» Problem statement: Write the data below out again, unchanged.

» Study material:
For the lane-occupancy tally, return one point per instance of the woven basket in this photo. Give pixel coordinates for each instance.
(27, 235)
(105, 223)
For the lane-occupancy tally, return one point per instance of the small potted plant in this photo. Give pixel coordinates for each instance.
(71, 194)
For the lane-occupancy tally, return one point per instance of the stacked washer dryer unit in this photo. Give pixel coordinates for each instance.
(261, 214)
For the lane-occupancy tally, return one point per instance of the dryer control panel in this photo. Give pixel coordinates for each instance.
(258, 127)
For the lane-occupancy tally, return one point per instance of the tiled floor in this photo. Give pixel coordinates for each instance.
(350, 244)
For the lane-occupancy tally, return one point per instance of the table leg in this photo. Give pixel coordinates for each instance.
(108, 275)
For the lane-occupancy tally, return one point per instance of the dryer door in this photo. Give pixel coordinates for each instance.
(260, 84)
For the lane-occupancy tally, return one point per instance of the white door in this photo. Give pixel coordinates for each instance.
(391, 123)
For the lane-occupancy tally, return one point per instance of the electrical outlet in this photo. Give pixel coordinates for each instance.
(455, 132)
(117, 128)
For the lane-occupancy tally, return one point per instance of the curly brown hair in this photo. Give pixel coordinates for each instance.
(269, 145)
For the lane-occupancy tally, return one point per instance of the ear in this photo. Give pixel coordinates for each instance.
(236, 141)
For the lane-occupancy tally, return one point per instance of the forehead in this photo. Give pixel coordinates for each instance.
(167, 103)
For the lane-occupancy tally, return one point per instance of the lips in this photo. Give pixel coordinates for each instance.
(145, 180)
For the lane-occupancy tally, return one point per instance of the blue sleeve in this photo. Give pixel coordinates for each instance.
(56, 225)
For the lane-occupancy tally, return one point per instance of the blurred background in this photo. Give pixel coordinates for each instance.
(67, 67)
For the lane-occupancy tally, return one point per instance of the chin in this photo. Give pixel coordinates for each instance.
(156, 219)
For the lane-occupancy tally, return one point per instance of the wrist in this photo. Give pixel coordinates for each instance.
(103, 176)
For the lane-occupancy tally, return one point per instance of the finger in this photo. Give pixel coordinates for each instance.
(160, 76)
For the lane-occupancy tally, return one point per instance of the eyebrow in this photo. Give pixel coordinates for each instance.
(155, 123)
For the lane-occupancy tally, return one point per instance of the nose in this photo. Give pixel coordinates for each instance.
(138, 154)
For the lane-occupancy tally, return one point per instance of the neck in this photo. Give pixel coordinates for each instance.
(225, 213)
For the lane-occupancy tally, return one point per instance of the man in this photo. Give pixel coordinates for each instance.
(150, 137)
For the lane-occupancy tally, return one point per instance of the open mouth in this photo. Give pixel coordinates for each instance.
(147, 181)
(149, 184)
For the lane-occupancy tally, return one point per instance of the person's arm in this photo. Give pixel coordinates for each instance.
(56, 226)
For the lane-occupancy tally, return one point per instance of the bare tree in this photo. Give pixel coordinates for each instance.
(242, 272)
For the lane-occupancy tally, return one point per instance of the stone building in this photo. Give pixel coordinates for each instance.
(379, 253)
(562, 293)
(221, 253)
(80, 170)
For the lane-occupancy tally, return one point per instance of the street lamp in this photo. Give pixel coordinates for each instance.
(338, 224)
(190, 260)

» Written solution:
For the lane-occupancy tally, return one point per instance of the woven basket in this photo. Give pixel coordinates for each instance.
(27, 235)
(105, 223)
For the lane-occupancy tally, return one point per instance of the small potted plant in this photo. Give pixel coordinates for each instance.
(71, 194)
For the lane-occupancy tally, return one point per instance of the stacked washer dryer unit in this photo. Give pixel coordinates for each instance.
(261, 214)
For the lane-occupancy tally, return one point per instance of the dryer control panel in this photo. Give pixel coordinates for each instance.
(258, 127)
For the lane-occupancy tally, return one point per instance of the tiled floor in this photo. Give pixel coordinates for each instance.
(350, 244)
For the lane-occupancy tally, return one point per instance of the table leg in this photo. Give pixel coordinates for each instance.
(108, 275)
For the lane-occupancy tally, return one point per instance of the dryer door in this photo. Give pixel coordinates for each instance.
(260, 84)
For the lane-occupancy tally, return one point per instance of the white door in this photo. Give pixel coordinates for each instance.
(391, 123)
For the lane-occupancy tally, return one point per instance of the electrical outlet in this photo. Give pixel coordinates for each instance.
(455, 132)
(117, 128)
For the lane-occupancy tally, return one point per instance of the curly brown hair in this photo. Give pixel coordinates for each instance.
(269, 145)
For the lane-occupancy tally, return one point per instance of the ear in this photo. Give pixel coordinates for each instance.
(236, 141)
For the lane-occupancy tally, return one point per instance of the forehead in this photo. Give pixel coordinates for each instance.
(167, 103)
For the lane-occupancy tally, return one point per instance of the lips in this photo. Give pixel coordinates for each instance.
(145, 180)
For the lane-occupancy tally, return one point per instance of the blue sleeve in this photo. Give pixel coordinates for each instance.
(56, 225)
For the lane-occupancy tally, return one point per instance of the blurred background in this photo. Give pixel coordinates for each instance.
(67, 67)
For the lane-occupancy tally, return one point per instance of the chin in this photo. Give pixel coordinates for each instance.
(156, 219)
For the lane-occupancy tally, return one point per instance of the wrist in this photo. Give pixel coordinates for each instance.
(103, 176)
For the lane-occupancy tally, return one point per instance of the finger in this photo. Give pixel coordinates for each instance.
(160, 76)
For the lane-occupancy tally, return one point per instance of the eyebrow in this photo. Give pixel coordinates for each instance.
(155, 123)
For the lane-occupancy tally, return one point per instance of the nose in this photo. Give pixel coordinates for each instance.
(138, 154)
For the lane-occupancy tally, return one point per instance of the neck in this photo. Give pixel coordinates for each instance.
(225, 213)
For the lane-occupancy tally, return one point per instance of the man in this photo. Give pixel coordinates for each instance.
(150, 137)
For the lane-occupancy tally, return one point per instance of the open mouth in this photo. Give pixel coordinates for each instance.
(147, 181)
(149, 184)
For the lane-occupancy tally, return one point per instance of the person's arm in this photo. Give pixel coordinates for each instance.
(56, 226)
For the lane-occupancy tally, return one point per instance of the bare tree in this photo. Give pixel coordinates for each instance.
(242, 272)
For the lane-occupancy tally, return one point per instance of the stone building in this photo. Give pixel coordinates for each instance.
(379, 253)
(562, 293)
(221, 253)
(80, 170)
For the lane-occupancy tally, return one point per instance of the street lamp in this photo. Give pixel coordinates for each instance.
(338, 224)
(190, 260)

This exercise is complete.